SUPPLIED DATA
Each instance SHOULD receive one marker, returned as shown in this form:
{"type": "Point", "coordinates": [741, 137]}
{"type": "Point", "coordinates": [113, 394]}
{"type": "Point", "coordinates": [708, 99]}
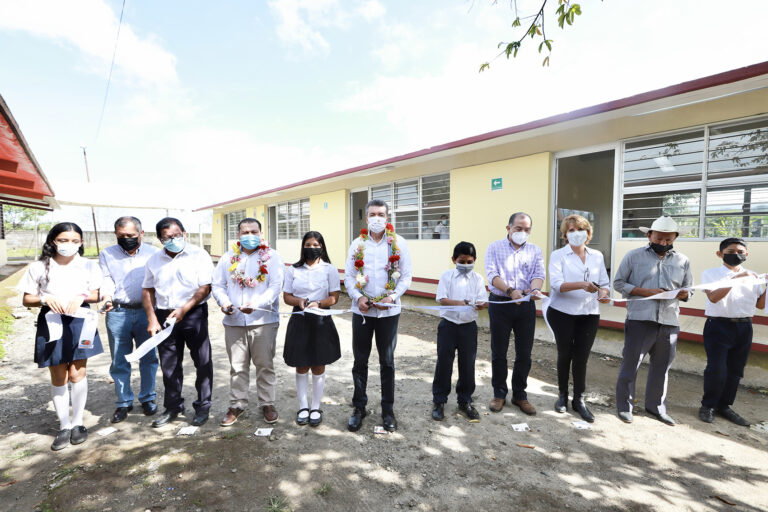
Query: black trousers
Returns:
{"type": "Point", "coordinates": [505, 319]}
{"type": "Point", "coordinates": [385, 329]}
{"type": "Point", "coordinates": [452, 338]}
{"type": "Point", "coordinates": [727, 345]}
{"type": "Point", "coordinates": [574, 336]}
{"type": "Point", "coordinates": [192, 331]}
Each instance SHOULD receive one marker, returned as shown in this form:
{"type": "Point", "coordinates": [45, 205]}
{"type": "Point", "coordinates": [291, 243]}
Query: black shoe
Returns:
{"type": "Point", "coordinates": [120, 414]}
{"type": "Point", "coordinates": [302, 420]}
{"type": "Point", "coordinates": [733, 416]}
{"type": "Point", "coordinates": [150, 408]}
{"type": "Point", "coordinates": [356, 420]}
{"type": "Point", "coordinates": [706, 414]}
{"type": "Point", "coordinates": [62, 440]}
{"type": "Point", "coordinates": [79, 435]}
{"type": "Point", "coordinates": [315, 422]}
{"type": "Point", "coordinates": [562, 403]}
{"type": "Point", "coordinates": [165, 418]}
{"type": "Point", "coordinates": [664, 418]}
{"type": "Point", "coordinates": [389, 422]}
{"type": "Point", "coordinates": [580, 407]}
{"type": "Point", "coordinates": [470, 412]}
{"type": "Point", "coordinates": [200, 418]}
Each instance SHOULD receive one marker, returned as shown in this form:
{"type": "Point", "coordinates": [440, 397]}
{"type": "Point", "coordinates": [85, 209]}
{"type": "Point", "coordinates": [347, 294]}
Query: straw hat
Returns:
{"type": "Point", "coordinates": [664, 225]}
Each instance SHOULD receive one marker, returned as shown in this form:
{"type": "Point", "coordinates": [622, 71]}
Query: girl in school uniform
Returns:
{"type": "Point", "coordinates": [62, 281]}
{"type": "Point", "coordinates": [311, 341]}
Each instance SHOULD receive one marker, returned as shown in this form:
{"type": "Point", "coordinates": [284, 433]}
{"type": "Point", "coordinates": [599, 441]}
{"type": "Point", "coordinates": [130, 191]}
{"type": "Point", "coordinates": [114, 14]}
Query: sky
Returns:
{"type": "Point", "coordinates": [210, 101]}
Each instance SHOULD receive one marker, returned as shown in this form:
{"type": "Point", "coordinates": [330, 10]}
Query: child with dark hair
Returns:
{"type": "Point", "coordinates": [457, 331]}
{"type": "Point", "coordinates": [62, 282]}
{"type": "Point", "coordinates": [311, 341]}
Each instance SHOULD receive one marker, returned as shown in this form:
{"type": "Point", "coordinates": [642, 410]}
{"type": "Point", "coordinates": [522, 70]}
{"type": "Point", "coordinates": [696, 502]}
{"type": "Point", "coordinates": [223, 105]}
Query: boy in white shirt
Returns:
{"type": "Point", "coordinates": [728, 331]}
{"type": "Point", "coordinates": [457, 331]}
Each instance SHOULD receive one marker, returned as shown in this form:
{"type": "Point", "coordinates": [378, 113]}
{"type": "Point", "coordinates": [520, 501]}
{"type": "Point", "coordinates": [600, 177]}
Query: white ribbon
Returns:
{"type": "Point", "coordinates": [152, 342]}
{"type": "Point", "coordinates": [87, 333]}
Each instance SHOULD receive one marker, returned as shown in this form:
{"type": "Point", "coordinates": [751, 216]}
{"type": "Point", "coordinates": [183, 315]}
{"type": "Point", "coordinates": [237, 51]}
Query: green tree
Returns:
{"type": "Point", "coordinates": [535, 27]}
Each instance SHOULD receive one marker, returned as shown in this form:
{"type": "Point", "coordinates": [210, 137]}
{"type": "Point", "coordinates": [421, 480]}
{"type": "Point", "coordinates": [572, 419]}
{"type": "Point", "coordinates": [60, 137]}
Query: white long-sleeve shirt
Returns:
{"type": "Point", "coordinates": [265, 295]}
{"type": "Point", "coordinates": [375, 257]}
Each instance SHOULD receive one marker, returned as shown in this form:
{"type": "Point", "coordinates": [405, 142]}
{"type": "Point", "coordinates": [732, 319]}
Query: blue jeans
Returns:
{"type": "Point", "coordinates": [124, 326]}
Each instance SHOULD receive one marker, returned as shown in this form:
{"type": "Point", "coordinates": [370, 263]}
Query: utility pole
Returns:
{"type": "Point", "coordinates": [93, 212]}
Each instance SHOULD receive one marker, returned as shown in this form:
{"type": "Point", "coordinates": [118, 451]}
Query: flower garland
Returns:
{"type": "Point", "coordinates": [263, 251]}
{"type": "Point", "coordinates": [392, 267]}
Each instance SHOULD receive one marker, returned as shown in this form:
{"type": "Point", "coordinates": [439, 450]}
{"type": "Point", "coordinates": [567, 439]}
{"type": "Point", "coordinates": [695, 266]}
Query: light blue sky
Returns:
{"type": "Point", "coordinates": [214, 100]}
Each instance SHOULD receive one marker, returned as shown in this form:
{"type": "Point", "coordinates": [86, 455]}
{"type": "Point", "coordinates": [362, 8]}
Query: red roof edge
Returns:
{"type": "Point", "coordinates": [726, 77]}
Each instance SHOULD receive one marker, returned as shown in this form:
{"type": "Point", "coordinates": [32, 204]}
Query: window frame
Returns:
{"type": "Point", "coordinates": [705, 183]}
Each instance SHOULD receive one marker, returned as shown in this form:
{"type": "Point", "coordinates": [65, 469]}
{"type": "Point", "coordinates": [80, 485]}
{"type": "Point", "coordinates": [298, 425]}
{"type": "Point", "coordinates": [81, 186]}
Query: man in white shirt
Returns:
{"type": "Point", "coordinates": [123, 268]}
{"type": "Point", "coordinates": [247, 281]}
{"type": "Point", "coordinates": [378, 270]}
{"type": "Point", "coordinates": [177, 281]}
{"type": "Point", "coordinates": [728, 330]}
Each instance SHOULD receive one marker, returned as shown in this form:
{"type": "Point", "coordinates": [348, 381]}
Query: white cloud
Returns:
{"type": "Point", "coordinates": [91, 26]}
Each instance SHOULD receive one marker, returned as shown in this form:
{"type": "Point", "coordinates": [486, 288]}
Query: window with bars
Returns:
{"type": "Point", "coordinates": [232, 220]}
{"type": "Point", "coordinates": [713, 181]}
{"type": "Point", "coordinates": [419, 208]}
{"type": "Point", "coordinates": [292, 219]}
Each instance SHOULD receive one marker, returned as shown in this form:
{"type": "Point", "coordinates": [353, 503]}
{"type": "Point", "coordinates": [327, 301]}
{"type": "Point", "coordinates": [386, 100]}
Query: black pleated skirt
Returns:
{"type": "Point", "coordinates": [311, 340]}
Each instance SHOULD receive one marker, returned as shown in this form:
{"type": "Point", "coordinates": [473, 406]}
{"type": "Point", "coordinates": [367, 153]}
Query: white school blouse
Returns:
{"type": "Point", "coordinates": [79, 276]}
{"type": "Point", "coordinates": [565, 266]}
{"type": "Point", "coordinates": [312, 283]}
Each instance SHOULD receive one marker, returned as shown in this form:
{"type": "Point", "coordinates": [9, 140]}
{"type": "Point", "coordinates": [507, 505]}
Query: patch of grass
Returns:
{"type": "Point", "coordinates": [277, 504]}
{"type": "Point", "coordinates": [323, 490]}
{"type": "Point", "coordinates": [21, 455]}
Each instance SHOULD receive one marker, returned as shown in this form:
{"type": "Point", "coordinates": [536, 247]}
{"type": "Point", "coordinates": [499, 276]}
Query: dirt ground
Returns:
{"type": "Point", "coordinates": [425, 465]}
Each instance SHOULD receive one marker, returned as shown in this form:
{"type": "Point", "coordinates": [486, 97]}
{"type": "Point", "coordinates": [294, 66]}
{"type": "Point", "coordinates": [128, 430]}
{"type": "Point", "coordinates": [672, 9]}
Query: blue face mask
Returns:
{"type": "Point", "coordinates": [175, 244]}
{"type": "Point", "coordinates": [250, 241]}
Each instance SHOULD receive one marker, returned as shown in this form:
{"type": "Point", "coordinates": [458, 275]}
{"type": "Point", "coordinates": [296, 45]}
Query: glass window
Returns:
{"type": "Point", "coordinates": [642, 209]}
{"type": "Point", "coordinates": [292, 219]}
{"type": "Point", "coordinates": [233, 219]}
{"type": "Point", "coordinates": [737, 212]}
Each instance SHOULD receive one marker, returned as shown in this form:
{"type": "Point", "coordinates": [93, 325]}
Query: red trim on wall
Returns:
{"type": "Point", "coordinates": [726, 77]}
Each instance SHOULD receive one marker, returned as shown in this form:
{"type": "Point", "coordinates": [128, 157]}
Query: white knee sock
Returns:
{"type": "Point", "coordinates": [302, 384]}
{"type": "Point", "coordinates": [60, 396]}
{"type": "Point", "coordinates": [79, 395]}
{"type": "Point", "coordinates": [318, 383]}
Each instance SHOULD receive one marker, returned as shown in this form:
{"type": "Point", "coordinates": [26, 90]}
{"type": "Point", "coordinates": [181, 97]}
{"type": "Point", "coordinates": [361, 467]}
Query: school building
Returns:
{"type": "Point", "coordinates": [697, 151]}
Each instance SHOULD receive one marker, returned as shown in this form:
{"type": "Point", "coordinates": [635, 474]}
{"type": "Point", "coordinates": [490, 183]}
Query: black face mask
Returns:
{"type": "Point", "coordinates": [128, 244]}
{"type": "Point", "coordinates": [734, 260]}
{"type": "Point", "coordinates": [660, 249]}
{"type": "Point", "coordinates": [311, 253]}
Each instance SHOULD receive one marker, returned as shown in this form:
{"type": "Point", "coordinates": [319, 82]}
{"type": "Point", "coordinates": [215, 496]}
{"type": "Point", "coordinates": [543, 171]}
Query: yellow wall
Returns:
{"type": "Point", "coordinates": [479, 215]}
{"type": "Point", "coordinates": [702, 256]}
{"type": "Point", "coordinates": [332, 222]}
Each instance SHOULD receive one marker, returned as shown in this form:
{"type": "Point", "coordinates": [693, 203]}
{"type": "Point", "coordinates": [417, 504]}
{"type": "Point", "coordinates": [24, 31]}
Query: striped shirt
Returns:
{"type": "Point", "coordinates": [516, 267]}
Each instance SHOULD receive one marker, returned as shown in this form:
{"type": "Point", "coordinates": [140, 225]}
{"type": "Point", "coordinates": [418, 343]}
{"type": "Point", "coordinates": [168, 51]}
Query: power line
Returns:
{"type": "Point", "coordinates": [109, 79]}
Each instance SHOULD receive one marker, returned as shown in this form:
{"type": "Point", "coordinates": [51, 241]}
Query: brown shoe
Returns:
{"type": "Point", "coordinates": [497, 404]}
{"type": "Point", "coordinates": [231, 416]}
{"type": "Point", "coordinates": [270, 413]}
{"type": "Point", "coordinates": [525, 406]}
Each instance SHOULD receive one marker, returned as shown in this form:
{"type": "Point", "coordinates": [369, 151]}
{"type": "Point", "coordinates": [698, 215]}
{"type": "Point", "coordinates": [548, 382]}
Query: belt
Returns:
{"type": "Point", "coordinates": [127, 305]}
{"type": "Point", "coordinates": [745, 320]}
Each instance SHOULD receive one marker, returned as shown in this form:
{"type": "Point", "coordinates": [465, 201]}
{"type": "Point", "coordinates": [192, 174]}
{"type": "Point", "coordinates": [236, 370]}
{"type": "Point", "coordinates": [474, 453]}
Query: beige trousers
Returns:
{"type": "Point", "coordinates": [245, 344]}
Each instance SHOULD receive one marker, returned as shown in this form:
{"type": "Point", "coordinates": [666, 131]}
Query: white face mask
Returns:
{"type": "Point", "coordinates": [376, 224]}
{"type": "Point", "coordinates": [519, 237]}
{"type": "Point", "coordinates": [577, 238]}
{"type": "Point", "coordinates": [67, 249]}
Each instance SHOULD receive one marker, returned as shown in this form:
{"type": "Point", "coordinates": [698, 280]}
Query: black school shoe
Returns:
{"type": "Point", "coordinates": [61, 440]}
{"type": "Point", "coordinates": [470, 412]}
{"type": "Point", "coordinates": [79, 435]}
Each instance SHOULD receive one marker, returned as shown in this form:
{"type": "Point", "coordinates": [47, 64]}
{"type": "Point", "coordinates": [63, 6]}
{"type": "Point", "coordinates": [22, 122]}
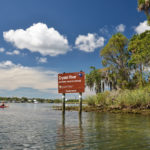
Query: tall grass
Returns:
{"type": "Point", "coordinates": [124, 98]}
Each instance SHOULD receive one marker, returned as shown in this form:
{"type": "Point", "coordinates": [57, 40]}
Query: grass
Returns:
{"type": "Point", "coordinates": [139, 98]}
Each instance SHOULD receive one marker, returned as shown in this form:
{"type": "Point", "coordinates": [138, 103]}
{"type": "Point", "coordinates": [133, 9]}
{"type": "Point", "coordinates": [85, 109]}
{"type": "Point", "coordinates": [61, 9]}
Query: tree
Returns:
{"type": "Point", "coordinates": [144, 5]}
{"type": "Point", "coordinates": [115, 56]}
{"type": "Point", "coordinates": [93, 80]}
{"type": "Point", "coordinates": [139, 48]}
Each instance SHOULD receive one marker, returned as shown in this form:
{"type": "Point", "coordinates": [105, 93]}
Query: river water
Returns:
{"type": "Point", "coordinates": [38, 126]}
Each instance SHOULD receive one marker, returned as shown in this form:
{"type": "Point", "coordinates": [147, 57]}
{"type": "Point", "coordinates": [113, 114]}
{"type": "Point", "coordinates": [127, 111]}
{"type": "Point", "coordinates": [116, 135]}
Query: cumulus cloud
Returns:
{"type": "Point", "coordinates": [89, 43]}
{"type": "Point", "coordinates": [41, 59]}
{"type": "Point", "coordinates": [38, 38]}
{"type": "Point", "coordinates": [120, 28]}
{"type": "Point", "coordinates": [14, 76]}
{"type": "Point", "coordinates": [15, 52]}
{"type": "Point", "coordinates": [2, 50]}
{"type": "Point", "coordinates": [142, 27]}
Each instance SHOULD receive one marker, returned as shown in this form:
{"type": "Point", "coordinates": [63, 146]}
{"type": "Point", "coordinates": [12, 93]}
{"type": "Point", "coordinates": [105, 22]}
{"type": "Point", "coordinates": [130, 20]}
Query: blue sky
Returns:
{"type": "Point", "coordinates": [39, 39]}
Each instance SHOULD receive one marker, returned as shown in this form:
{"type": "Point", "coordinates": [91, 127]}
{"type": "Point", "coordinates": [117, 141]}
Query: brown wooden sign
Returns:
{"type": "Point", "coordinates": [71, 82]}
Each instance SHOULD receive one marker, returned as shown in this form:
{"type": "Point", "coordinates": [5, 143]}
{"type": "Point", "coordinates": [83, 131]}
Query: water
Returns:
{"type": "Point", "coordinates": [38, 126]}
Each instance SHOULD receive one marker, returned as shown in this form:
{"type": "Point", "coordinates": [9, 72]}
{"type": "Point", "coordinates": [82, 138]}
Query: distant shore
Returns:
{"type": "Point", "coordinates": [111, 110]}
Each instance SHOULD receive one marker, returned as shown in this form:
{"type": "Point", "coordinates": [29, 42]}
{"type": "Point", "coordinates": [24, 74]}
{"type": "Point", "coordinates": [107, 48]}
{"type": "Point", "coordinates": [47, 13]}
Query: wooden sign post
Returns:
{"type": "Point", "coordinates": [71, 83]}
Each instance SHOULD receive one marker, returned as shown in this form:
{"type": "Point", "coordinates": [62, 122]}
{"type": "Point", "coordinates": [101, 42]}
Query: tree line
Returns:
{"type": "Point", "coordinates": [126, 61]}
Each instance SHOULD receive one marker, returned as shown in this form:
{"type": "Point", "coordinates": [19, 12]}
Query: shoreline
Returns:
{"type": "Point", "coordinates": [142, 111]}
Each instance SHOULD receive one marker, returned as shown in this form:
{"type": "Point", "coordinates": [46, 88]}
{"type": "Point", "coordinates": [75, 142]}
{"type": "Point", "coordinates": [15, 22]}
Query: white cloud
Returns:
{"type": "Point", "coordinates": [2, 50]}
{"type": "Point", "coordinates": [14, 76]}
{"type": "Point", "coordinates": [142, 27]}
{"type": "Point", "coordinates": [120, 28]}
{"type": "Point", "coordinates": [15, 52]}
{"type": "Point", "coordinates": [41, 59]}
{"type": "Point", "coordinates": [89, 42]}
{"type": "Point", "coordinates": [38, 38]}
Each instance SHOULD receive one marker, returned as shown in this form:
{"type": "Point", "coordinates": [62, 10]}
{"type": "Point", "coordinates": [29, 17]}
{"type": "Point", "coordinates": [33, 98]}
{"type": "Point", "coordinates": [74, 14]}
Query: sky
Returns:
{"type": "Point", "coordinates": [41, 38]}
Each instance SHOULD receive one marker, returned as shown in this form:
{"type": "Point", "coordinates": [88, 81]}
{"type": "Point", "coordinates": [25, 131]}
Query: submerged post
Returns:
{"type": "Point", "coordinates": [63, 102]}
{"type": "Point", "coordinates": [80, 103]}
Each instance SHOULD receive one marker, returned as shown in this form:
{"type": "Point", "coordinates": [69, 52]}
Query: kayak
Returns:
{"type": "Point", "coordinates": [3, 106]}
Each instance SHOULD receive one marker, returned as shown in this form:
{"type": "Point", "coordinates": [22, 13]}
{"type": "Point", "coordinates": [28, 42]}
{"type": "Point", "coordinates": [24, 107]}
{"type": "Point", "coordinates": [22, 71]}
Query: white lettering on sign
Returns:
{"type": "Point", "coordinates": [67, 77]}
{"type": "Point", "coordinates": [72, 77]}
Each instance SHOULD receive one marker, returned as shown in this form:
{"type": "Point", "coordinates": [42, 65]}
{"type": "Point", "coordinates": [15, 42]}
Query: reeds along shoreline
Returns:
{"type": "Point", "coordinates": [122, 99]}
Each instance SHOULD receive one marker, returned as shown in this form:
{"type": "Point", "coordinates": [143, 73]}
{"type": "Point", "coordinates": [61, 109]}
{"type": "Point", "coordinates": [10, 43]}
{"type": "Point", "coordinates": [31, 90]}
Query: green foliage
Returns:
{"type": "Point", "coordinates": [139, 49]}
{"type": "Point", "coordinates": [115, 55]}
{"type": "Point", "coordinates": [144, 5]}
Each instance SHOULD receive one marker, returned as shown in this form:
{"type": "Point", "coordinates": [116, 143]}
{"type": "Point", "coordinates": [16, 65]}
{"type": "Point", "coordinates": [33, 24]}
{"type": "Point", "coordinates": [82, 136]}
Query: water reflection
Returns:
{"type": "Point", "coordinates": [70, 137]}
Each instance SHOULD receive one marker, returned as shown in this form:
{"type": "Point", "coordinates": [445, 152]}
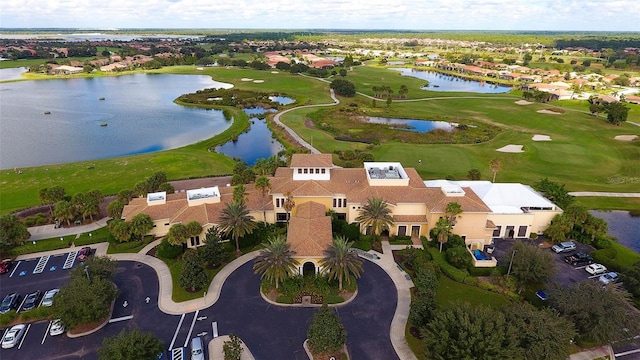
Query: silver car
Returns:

REQUIRED WORK
Reproduce, word for word, every line from the start of the records down to and including the line with "Query: black trousers"; skip the pictures.

ANSWER BELOW
Each instance SHOULD receive one marker, returned as shown in this form:
{"type": "Point", "coordinates": [741, 137]}
{"type": "Point", "coordinates": [113, 394]}
{"type": "Point", "coordinates": [708, 99]}
Query: black trousers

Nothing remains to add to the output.